--- Start Entries supplied ---

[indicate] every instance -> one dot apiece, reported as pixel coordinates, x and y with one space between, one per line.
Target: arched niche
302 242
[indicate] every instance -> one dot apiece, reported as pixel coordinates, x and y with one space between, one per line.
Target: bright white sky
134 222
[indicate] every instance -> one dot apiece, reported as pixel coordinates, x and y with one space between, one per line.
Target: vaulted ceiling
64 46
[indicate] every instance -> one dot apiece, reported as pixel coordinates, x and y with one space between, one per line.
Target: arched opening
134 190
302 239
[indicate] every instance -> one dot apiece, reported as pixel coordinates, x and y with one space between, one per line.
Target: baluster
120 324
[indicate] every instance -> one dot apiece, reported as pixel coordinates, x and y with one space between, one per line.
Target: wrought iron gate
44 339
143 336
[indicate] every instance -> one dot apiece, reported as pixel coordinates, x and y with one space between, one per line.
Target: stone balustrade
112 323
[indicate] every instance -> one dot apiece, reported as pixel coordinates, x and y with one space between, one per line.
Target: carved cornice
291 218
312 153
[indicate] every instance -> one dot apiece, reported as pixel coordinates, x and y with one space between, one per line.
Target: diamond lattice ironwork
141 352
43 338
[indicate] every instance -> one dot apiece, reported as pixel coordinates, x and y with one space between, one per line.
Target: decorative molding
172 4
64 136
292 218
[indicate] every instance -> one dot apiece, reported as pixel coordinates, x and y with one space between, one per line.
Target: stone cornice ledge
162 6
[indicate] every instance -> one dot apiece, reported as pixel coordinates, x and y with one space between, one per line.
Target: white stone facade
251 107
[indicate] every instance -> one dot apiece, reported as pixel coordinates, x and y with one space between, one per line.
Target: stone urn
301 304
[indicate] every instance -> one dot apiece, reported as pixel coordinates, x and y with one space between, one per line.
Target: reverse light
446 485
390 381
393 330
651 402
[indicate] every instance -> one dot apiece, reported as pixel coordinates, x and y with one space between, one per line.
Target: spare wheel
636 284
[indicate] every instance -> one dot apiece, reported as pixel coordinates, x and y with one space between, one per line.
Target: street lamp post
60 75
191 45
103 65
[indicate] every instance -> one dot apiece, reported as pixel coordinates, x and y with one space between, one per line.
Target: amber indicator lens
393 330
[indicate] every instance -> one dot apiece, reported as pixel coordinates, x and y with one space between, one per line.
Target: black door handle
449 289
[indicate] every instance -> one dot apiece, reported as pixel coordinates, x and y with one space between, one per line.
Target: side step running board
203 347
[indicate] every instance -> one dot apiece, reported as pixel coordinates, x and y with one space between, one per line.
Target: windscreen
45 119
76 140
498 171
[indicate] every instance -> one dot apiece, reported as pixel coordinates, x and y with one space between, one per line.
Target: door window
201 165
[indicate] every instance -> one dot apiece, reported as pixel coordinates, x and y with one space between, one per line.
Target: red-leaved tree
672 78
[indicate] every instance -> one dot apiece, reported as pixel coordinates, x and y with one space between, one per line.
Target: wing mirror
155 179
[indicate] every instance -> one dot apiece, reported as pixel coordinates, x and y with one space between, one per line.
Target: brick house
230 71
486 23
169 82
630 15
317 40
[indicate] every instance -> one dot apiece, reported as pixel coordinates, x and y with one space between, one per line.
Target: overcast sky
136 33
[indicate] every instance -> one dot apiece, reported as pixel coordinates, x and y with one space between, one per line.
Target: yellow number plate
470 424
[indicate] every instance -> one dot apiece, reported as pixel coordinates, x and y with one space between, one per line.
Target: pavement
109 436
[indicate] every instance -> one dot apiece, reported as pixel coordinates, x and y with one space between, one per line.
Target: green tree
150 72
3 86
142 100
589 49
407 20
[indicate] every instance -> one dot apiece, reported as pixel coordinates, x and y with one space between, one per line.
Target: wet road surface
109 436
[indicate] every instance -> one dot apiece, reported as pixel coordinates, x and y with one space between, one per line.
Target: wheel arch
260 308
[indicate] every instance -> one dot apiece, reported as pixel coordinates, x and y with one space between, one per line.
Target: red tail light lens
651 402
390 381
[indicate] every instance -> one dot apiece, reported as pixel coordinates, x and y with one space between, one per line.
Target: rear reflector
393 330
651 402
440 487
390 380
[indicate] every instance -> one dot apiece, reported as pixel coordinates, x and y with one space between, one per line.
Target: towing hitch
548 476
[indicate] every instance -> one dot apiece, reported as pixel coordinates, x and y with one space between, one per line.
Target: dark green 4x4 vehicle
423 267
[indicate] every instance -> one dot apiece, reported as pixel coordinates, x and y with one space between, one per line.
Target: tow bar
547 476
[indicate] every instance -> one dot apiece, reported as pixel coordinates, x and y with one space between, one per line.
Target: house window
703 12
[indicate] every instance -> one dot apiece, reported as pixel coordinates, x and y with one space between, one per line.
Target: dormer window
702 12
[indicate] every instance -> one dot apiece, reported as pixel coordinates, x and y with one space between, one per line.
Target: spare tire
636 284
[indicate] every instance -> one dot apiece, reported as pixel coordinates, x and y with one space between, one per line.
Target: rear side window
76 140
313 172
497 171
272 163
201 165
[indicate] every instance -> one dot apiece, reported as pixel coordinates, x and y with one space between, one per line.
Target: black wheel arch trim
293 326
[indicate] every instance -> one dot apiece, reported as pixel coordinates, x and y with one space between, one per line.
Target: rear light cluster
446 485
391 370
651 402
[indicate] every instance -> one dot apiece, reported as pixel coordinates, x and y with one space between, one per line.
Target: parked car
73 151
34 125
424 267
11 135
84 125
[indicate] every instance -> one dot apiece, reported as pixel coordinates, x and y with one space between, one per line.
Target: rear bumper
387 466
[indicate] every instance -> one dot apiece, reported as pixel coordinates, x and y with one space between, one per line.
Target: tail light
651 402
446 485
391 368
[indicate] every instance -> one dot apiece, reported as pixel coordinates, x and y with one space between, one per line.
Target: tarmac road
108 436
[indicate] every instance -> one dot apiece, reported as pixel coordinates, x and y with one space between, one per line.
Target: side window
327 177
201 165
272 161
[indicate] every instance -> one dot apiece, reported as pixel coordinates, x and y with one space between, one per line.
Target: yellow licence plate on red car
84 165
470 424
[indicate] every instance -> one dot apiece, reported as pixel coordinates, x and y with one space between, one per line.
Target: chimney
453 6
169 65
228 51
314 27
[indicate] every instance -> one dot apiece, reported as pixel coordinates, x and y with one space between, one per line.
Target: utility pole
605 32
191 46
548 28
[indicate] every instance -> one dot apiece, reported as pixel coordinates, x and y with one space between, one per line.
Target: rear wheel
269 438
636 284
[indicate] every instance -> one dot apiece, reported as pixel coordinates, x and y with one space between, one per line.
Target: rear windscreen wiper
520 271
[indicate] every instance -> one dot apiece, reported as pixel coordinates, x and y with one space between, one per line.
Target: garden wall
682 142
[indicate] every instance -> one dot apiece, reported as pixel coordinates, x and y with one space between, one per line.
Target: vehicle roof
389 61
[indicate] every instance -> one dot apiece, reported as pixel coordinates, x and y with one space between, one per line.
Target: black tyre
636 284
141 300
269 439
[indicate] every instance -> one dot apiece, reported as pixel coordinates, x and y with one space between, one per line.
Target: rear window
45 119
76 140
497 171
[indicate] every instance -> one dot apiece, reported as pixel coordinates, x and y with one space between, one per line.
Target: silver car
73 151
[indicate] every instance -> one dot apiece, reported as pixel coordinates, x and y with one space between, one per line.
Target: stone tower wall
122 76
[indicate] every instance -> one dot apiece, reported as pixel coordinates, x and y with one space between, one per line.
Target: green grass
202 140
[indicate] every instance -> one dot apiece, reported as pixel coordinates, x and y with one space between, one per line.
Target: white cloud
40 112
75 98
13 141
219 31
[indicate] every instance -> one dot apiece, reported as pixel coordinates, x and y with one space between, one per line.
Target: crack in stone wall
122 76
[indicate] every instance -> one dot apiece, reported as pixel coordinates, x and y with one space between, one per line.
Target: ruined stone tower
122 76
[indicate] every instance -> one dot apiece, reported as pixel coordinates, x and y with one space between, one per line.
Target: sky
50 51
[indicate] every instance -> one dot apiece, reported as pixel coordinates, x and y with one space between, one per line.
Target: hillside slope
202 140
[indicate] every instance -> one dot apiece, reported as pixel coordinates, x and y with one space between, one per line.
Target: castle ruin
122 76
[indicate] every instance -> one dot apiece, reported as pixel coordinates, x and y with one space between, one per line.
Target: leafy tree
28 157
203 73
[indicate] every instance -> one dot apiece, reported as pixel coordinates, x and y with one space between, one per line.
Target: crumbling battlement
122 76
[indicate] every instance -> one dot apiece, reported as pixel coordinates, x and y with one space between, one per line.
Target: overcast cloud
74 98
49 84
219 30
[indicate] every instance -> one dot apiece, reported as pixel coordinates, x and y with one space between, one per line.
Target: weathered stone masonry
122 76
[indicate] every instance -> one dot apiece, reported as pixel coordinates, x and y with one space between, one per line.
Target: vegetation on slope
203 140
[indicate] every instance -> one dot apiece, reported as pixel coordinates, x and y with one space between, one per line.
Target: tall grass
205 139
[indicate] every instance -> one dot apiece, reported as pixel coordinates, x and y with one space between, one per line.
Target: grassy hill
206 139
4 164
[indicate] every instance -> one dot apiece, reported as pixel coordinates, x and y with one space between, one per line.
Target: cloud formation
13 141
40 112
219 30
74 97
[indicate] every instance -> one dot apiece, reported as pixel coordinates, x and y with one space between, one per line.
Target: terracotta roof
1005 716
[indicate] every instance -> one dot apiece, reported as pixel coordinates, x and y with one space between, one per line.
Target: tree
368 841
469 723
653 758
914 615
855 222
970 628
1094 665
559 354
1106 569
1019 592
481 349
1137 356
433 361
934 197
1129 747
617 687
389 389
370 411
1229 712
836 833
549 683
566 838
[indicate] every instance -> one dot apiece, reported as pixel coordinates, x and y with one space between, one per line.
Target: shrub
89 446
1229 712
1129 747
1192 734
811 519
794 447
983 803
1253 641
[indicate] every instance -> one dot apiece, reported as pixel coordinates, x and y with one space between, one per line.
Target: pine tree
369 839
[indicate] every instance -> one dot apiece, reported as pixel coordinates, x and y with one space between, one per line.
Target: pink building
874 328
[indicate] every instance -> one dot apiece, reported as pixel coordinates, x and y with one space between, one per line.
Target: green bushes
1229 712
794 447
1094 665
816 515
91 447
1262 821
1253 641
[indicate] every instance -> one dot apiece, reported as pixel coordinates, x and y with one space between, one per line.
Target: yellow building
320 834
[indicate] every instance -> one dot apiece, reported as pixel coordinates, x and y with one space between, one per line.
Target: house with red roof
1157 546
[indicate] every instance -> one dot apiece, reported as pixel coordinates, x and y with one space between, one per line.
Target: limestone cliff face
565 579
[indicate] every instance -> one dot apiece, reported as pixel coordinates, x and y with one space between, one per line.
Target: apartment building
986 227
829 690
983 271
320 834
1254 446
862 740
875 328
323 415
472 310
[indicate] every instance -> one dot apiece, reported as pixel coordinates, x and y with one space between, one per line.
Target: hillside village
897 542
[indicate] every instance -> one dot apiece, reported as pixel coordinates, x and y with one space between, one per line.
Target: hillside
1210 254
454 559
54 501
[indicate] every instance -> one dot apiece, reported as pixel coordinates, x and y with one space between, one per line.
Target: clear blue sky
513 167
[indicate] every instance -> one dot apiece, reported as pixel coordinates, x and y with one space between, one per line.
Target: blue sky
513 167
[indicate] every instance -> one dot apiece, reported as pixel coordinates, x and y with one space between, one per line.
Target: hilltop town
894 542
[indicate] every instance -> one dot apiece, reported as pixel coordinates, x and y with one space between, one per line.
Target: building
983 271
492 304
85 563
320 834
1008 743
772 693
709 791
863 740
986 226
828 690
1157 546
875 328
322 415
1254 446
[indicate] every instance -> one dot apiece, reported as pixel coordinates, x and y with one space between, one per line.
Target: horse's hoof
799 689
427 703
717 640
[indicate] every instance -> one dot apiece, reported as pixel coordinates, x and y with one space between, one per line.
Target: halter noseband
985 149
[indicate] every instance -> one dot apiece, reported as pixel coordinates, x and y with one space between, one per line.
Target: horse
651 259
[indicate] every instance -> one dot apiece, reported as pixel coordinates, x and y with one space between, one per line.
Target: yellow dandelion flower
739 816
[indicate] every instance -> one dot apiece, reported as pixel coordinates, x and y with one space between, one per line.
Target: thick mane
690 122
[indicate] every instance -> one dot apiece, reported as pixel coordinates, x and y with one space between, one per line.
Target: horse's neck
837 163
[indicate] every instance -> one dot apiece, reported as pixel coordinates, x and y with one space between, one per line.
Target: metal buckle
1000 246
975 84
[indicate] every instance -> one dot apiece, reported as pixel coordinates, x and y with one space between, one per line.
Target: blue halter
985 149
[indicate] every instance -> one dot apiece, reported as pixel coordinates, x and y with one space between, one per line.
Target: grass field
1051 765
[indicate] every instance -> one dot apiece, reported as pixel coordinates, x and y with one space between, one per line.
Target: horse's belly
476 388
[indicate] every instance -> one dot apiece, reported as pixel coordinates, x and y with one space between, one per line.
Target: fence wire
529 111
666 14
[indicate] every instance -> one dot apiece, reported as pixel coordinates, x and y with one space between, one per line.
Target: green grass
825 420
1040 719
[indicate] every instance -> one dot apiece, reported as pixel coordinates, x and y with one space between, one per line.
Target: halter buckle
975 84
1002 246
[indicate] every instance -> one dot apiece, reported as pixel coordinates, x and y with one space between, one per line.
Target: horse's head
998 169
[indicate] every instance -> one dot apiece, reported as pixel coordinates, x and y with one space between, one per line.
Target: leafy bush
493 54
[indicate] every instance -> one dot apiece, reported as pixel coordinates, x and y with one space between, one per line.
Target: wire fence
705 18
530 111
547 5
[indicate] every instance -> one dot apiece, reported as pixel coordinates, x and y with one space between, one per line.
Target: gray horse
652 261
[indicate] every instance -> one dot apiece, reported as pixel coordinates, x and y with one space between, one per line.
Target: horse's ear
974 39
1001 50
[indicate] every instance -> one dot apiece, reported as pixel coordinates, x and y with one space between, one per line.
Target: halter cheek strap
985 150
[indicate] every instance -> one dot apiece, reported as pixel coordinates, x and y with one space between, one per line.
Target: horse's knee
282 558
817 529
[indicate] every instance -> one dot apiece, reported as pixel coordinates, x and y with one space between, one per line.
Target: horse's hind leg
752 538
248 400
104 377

--- End Entries supplied ---

» Directions
How many lines of the material above contain the string "tower"? Reply with the number alone.

» Response to the exercise
2